### 本文

2016年5月15日日曜日

韓国の労災死亡率は日本の3倍超だった! “殺人企業”のワーストランキングは財閥系企業が続々と

“最悪の殺人企業”は韓国化学大手ハンファケミカル-。韓国の大手労組など市民団体が4月、「2016年殺人企業」のランキング10社を発表した。殺人企業という、いささか過激なレッテルはさすが“お国柄”といえるが、労働災害による死亡事故減を目指す、いたってマジメな取り組みだ。背景には、経済協力開発機構(OECD)加盟国でも最悪水準の労災死亡率や、それに反して軽微な企業の処分など、韓国の産業界が抱える構造的な課題がありそうだ。

爆発事故で下請け作業員ら6人が死亡「重大災害の企業処罰法が必要だ」

4月28日の労災犠牲者追悼の日に先立ち、27日にソウル市内で開かれた「ワースト殺人企業選定式」で、弁護士のガンムンデ氏はこう訴えた。

2016ワースト殺人企業ランキングは、労働健康連帯や毎日労働ニュース、大手労組の民主労総、韓国労総などで組織する「労災死亡対策制定共同キャンペーン団」が、昨年1年間に発生した死亡労災事故件数に基づきまとめたものだ。ワースト1となったハンファケミカルは昨年7月、蔚山工場で発生した爆発事故により下請け労働者6人が死亡する事故を引き起こした。

事故により、無資格請負業者に施工を任せたほか、安全点検も形式だけのずさんな作業実態など、300件近い法令違反が判明。蔚山地検は13人を起訴する事件となった。だが、起訴された同工場長は執行猶予で釈放され、法人に対する処罰もわずか罰金1500万ウォン(約142万円)にとどまった。

ランキング2位には、死亡労災事故で5人が死亡した韓国鉄道公社や、2件の火災事故などで5人が亡くなった大宇造船海洋など4社が同数で並んだ。3位にはKTX工事現場の崩壊事故や、補修工事中の下請け労働者が列車にはねられるなどし4人が亡くなった韓国鉄道施設公団や、半導体大手SKハイニックスなど4社が選ばれ、政府系企業や財閥系企業の問題が浮き彫りになった。

### 出題 1
下の行のうち、文字列「laptop」を含む行をすべて示してください。大文字と小文字は区別します。

### 対象の行

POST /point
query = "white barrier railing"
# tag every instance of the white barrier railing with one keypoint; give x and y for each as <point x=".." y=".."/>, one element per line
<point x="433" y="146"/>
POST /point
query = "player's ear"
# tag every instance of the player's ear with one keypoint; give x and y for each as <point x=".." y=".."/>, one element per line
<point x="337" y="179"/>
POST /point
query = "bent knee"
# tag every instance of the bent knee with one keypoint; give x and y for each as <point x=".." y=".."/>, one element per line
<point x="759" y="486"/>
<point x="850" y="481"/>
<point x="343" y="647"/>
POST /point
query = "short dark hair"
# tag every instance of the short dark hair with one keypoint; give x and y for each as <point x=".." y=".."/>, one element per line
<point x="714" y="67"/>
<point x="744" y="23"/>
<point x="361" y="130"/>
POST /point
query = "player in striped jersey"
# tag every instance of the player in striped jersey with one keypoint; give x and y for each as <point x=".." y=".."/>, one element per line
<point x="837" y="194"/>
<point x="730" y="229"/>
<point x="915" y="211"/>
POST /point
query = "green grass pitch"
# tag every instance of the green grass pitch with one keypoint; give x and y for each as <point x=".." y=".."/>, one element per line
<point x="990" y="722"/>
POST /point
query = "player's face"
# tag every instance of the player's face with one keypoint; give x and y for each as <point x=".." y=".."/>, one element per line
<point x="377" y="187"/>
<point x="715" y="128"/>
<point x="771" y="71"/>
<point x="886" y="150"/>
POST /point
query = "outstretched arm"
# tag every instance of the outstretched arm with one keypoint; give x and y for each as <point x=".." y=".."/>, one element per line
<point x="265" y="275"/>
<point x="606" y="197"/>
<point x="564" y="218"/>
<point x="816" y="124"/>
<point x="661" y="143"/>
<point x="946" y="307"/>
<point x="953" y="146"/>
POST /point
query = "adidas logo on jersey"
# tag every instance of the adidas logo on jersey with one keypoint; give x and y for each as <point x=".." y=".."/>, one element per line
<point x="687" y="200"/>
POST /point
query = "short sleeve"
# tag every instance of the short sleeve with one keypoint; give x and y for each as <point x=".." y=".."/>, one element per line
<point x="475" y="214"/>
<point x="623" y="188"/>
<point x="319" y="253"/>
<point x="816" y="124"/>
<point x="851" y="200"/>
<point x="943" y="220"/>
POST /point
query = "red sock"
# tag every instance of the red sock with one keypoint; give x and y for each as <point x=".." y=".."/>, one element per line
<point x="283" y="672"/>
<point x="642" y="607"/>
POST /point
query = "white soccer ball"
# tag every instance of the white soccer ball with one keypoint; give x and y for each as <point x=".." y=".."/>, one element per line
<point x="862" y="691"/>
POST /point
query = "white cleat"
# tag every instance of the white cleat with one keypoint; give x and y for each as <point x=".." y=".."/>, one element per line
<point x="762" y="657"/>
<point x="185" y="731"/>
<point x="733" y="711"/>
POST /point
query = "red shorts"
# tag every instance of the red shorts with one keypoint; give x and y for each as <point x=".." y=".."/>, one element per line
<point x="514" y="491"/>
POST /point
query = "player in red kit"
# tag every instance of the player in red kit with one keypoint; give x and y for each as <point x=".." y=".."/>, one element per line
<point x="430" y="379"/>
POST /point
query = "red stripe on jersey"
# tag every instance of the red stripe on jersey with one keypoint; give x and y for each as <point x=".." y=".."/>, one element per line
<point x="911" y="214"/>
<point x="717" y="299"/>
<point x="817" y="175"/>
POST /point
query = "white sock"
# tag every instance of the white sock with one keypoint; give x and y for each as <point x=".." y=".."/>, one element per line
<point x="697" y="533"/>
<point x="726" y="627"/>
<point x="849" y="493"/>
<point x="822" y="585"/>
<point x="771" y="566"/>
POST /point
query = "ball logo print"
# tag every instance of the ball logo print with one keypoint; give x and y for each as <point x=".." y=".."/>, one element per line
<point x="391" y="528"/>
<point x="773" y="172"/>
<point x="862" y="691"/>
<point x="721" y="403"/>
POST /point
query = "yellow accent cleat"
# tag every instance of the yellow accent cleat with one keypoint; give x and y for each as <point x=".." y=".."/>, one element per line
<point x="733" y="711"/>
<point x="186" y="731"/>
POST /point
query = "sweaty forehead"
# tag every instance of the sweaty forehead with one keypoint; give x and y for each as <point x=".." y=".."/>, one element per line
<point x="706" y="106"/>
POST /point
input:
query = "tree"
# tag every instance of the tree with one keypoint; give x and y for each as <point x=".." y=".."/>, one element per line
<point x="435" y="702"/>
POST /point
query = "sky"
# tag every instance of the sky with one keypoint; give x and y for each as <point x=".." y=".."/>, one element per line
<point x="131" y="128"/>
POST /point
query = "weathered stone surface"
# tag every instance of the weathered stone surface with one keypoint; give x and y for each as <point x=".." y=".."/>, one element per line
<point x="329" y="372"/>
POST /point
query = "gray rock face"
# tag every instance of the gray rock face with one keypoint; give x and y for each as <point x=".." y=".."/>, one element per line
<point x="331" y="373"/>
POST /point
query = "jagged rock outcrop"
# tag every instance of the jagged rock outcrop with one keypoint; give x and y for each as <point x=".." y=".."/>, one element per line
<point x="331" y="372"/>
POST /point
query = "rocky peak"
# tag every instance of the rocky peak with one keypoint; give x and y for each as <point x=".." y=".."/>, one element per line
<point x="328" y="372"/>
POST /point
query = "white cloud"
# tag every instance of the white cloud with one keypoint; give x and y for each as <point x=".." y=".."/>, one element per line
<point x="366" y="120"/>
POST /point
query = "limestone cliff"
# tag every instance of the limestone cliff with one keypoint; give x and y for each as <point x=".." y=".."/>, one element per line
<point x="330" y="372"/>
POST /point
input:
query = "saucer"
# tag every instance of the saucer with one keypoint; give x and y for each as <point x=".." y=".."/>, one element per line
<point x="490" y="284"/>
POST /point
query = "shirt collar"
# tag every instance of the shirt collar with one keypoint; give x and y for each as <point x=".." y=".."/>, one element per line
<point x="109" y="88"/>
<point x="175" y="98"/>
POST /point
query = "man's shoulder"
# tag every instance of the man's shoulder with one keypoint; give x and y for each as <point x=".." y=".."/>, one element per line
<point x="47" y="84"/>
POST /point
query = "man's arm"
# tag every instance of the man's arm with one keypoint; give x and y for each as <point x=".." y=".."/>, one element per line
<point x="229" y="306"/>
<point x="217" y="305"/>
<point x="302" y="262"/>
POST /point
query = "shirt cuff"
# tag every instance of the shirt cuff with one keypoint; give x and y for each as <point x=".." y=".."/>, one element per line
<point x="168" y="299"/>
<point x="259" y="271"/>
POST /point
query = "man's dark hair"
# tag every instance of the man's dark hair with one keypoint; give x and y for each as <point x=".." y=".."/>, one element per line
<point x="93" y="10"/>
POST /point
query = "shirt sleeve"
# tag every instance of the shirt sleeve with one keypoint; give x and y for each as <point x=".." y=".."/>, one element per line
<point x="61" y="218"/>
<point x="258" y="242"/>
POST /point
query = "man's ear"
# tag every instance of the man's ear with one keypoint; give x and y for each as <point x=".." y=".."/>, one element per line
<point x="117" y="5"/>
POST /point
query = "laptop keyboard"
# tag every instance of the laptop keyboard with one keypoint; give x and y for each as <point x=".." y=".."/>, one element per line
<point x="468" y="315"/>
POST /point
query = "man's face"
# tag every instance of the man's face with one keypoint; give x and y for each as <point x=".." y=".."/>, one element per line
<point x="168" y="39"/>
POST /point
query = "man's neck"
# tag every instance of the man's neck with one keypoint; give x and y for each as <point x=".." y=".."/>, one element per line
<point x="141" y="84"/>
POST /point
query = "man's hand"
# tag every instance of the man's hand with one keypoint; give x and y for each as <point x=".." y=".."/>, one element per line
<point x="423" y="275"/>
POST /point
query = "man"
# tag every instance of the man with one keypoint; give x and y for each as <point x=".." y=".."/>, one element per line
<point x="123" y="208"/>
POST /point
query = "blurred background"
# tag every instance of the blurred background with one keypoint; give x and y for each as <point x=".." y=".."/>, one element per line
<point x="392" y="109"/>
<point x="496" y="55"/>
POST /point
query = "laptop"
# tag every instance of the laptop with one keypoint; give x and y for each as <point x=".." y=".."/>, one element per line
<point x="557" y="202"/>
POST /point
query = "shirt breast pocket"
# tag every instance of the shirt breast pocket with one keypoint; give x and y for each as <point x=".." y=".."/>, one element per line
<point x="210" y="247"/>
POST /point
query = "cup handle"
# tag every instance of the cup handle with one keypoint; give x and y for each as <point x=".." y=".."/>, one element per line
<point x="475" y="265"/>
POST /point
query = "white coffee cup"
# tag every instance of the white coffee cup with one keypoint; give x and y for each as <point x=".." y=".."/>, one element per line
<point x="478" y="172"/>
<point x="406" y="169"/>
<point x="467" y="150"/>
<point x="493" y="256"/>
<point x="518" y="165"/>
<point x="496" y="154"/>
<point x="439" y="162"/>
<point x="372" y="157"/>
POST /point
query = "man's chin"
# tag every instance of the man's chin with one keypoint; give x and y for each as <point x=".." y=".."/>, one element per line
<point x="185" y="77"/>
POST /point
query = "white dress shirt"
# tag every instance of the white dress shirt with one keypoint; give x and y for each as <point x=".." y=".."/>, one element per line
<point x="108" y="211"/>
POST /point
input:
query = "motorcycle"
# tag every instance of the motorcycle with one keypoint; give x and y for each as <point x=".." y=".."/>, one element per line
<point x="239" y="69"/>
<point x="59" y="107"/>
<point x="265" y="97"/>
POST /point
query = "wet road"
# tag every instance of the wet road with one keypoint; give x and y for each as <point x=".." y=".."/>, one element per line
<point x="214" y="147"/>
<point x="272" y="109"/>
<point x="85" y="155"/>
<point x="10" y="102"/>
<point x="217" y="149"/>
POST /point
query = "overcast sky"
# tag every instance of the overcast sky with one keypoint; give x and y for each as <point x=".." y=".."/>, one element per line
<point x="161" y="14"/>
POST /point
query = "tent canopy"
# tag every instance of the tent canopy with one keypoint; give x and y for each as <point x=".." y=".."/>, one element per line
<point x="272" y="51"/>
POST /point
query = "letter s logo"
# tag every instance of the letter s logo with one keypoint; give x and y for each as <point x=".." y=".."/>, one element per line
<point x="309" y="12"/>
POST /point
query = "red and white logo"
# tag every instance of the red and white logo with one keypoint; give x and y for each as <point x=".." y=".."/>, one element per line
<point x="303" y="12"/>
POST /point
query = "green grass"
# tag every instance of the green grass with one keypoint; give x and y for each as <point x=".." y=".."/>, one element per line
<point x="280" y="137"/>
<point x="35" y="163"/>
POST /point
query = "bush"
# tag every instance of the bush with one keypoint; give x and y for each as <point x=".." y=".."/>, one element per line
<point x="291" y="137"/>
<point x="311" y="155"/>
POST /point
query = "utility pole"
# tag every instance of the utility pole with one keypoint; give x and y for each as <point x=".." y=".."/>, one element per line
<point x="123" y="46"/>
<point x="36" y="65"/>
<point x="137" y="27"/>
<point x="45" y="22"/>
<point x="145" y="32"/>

### 出題 2
本文によると、ワースト1のハンファケミカルの爆発事故は昨年の何月に、どの工場で起きましたか？

### 完成解答 1
query = "laptop keyboard"
# tag every instance of the laptop keyboard with one keypoint; give x and y for each as <point x=".." y=".."/>, one element per line
query = "laptop"
# tag every instance of the laptop with one keypoint; give x and y for each as <point x=".." y=".."/>, one element per line

### 完成解答 2
昨年7月、蔚山工場で起きました。